Work instructions
In the text about Fauci and the origin of Covid-19, what was the title of the paper that scientists on the conference call produced?

Document section
===

An email sent to Fauci in late January 2020 suggests that he knew his agency was funding gain-of-function research into novel coronaviruses in Wuhan. “EcoHealth group (Peter Daszak et al), has for years been among the biggest players in coronavirus work,” wrote Fauci’s chief of staff Greg Folkers, noting how NIAID had financed its research in Wuhan “for the past 5 years”. A Congressional investigation established that Fauci and Dr Francis Collins (the head of NIH) were then on a conference call where they were warned that Covid-19 may have leaked from the WIV.
Their almost immediate reaction was to help other scientists on the call produce a paper entitled “The Proximal Origin of SARS-CoV-2” that sought to convince the scientific community and the public that the virus had a natural origin. In April, Collins emailed Fauci complaining that the paper hadn’t succeeded and asking him to do more to “put down” the lab-leak theory. The next day, Fauci promoted the paper’s conclusions from a White House podium. He continued throughout the spring of 2020 to argue that the virus had “evolved in nature and then jumped species”.

===

(Natural-language descriptions of regions)

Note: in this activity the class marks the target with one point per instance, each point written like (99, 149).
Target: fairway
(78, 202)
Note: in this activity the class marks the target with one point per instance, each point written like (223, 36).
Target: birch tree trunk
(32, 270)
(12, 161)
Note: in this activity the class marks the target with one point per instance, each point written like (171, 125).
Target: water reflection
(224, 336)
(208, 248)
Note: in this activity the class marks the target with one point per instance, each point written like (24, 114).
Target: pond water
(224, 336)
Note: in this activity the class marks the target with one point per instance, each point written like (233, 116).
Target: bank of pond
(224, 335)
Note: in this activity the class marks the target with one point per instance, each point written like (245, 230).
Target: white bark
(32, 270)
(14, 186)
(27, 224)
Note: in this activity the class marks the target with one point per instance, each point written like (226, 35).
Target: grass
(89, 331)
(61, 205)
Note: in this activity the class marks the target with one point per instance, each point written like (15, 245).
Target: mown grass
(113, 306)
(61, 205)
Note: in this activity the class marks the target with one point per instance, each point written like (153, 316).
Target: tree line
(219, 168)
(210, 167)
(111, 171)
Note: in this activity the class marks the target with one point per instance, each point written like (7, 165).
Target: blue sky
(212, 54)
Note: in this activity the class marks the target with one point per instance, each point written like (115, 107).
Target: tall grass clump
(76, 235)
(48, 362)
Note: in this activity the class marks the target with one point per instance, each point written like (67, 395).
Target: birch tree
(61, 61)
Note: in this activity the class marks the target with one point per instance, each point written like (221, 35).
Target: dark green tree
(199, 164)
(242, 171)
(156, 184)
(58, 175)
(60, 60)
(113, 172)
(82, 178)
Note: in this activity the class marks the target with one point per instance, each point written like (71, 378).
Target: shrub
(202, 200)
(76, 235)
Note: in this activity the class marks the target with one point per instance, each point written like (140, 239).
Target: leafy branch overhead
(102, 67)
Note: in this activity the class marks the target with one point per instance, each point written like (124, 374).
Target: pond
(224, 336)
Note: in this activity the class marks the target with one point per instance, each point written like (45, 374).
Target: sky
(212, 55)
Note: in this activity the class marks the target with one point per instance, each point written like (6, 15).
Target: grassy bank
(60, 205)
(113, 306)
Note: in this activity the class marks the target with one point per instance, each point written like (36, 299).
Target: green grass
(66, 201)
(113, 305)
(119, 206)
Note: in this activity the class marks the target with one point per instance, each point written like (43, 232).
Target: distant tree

===

Response below
"The Proximal Origin of SARS-CoV-2"